Collected data
** START **
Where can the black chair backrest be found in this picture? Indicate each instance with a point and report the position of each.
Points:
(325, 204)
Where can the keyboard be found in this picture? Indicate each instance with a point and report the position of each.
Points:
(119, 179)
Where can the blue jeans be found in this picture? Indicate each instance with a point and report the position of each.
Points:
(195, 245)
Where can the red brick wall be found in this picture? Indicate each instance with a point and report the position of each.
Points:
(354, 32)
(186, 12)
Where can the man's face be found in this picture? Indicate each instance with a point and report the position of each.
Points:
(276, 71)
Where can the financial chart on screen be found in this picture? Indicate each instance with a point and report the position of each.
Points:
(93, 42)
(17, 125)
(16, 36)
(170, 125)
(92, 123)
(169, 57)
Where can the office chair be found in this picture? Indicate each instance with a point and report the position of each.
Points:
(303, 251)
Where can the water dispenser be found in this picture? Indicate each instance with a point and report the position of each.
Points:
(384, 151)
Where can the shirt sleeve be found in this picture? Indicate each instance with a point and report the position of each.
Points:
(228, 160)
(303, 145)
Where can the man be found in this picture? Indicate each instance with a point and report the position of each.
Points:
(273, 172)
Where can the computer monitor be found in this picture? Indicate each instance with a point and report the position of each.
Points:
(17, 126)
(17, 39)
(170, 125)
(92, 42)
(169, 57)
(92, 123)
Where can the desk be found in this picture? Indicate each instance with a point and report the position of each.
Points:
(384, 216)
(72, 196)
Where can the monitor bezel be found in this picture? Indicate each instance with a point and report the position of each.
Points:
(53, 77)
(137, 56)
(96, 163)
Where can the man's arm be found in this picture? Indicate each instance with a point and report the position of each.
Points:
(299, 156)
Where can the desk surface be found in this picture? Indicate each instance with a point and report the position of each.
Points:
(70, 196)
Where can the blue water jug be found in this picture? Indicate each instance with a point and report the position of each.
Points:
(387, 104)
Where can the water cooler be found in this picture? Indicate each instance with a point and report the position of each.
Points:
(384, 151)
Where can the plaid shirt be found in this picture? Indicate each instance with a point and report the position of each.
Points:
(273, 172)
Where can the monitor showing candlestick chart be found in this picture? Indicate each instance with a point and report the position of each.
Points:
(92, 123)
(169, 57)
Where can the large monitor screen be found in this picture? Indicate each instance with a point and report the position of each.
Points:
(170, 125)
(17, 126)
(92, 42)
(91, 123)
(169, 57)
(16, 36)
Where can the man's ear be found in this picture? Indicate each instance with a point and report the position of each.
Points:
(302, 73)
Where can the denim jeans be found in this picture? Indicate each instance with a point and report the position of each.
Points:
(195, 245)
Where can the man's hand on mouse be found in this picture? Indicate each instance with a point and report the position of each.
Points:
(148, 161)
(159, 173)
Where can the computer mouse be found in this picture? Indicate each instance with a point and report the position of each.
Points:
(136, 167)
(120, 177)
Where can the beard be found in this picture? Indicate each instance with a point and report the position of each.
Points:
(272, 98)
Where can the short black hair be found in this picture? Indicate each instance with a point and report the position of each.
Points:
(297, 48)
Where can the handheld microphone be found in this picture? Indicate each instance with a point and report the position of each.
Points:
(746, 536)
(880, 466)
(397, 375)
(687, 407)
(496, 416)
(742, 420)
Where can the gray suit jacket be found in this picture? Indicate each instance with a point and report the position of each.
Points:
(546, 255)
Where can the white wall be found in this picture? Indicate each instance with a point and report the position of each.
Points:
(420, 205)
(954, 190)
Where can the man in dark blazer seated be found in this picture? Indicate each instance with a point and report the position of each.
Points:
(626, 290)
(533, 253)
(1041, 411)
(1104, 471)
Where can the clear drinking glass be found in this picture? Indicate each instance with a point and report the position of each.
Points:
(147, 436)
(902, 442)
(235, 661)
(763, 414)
** END **
* _STATED GOAL_: Starting at the line containing "Where can the gray" and ending at the last of the rows, write those lines out again with "white wall" replaced by "cream wall" and everything else left unchanged.

* _FINISHED ANSWER_:
Where can the gray suit jacket be found in this picture? Indicate each instance with a point and report the position of each.
Points:
(546, 255)
Where can the cream wall be found in this picture? Indicate each instance with a point and report the position of each.
Points:
(420, 205)
(954, 190)
Where can the man in dark blazer seated be found in this picture? Indicate each instance with a point and report the position of each.
Points:
(626, 290)
(533, 253)
(1041, 411)
(1104, 471)
Where can the clear drinking glass be found in this picture? Indicate each instance with a point and report the position of each.
Points:
(147, 436)
(902, 442)
(235, 661)
(763, 414)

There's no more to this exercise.